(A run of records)
# # # # #
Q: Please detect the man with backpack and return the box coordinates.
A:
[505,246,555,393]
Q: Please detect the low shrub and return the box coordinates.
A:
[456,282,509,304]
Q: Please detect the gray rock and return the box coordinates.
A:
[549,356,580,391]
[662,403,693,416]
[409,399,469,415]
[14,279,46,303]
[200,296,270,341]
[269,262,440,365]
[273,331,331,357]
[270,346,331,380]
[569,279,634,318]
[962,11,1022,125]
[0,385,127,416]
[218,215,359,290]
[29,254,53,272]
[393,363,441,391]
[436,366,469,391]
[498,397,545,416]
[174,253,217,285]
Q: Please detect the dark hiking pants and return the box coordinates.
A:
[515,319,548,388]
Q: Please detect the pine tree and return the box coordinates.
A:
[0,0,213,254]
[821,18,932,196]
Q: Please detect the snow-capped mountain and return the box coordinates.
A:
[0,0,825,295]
# # # # #
• To do
Recast every one of the lines above as a Markdown table with the columns No. and Line, numbering each row and omitting any blank lines.

• Exercise output
| No. | Line |
|---|---|
| 1 | Q: Please detect the man with backpack and return the box coordinates. |
| 2 | A: |
| 3 | [505,246,555,393] |
| 4 | Q: Please detect the low shrub and return the box coordinates. |
| 5 | A: |
| 6 | [456,282,509,304] |
| 7 | Q: Please detect the gray rock and return the box coordinates. |
| 8 | A: |
| 9 | [549,356,580,391] |
| 10 | [662,403,693,416] |
| 11 | [409,399,469,415] |
| 12 | [14,279,46,303] |
| 13 | [200,296,270,341] |
| 14 | [269,262,440,365] |
| 15 | [273,331,331,357] |
| 16 | [270,346,331,380] |
| 17 | [569,279,634,318] |
| 18 | [962,11,1022,125] |
| 19 | [0,385,127,416] |
| 20 | [218,215,359,290] |
| 21 | [29,254,53,272] |
| 22 | [393,363,441,391] |
| 23 | [436,366,469,391] |
| 24 | [498,397,545,416] |
| 25 | [174,253,217,285] |
| 26 | Q: Please detect the dark hiking pants and return the box coordinates. |
| 27 | A: |
| 28 | [515,319,548,388] |
| 29 | Q: Please detect the pine tree and return the box coordinates. |
| 30 | A: |
| 31 | [0,0,213,254] |
| 32 | [821,18,932,196] |
| 33 | Q: Please detect the snow-capped mountain and return the box coordinates. |
| 34 | A: |
| 35 | [0,0,825,295] |